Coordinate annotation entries
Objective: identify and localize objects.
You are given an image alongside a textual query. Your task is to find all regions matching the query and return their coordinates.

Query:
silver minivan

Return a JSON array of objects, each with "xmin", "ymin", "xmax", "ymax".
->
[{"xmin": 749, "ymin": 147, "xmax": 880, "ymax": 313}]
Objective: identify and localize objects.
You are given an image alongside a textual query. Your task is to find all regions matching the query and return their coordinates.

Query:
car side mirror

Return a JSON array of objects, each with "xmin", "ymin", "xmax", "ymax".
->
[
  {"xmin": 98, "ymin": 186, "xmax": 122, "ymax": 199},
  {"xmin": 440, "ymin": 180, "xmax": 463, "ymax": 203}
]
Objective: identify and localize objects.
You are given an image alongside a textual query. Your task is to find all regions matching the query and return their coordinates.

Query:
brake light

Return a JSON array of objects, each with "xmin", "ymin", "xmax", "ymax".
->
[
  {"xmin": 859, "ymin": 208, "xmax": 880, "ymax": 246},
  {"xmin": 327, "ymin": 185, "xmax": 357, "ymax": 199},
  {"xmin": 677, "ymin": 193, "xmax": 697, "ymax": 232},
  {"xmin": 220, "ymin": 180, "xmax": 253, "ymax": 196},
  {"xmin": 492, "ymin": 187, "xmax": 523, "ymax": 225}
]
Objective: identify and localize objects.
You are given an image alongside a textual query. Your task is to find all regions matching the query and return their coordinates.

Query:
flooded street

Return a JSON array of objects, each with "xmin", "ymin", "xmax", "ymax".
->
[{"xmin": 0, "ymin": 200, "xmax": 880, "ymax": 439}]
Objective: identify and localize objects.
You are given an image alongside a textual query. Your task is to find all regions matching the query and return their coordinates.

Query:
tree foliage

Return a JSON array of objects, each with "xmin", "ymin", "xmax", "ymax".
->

Problem description: Copy out every record above word for word, keeping each line in its original order.

Final result:
Objective: identify and localize objects.
You are given an image alongside a textual query. Your task is to find all regions matching the query and return their coordinates.

Query:
silver minivan

Return a JSON array of objects, each with "xmin", "ymin", "xmax", "ymax".
->
[{"xmin": 749, "ymin": 147, "xmax": 880, "ymax": 313}]
Objective: identify and localize objects.
You are given an image alongside a textual query. Your task is to find all regions matching the query and return their coordinates.

Query:
car side mirror

Return a JSON array of objects, each with "xmin", "ymin", "xmax", "ymax".
->
[
  {"xmin": 98, "ymin": 186, "xmax": 122, "ymax": 199},
  {"xmin": 440, "ymin": 180, "xmax": 463, "ymax": 203}
]
Objective: identify and localize objects.
You are given an image alongside a textual query. Your task is to find all regions matching the query and return their coordinates.

Query:
brake light

Return a JSON array of objects, each with "xmin", "ymin", "xmax", "ymax".
->
[
  {"xmin": 859, "ymin": 208, "xmax": 880, "ymax": 246},
  {"xmin": 327, "ymin": 185, "xmax": 357, "ymax": 199},
  {"xmin": 677, "ymin": 193, "xmax": 697, "ymax": 232},
  {"xmin": 220, "ymin": 180, "xmax": 253, "ymax": 196},
  {"xmin": 492, "ymin": 187, "xmax": 523, "ymax": 225}
]
Objective: identify and localize objects.
You are given an image alongside a textual query. Your task is to find all regions matching the query and return their coordinates.

Query:
flooded street

Return a JSON array of objects, each with "xmin", "ymin", "xmax", "ymax".
->
[{"xmin": 0, "ymin": 200, "xmax": 880, "ymax": 439}]
Objective: identify and localize objects.
You are given an image alongside a textual query. Your task is to find all regions matching the query and return their coordinates.

Query:
tree foliage

Return a JSON array of objects, each with "xmin", "ymin", "xmax", "ymax".
->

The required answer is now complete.